## Begin
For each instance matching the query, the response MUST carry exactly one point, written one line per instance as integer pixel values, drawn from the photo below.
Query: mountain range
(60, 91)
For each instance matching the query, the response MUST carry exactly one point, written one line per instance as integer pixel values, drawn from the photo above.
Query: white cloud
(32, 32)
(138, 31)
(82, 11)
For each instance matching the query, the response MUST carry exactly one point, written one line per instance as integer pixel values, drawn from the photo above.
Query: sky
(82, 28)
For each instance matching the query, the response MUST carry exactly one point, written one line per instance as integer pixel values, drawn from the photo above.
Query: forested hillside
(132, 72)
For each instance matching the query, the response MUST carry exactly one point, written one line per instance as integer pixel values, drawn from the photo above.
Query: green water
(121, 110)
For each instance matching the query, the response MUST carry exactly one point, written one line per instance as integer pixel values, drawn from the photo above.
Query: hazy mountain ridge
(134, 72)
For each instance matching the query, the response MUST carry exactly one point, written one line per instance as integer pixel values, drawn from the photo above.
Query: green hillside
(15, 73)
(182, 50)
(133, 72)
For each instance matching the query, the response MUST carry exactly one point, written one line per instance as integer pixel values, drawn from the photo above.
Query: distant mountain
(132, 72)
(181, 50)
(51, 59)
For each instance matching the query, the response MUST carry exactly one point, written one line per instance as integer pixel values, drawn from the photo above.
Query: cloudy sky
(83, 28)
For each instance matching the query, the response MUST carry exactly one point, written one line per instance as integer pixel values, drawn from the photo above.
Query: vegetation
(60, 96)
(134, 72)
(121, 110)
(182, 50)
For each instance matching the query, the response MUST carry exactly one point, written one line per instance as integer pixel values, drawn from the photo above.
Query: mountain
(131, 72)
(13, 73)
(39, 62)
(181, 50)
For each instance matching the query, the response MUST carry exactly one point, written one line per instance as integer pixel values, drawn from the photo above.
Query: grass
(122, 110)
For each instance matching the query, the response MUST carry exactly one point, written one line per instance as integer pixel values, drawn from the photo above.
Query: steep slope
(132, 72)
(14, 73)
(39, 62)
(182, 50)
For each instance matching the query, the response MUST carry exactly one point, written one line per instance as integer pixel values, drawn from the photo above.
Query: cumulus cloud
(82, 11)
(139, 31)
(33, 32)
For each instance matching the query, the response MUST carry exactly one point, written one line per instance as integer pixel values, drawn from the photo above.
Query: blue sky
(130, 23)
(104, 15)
## End
## Begin
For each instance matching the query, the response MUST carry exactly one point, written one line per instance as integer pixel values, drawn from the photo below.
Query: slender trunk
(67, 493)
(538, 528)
## End
→ **SHORT EXERCISE**
Please show every line in the records above that contains the string "mountain", matching case exactly.

→ **TASK SOLUTION**
Query: mountain range
Query: hazy mountain ridge
Query: distant mountain
Query: mountain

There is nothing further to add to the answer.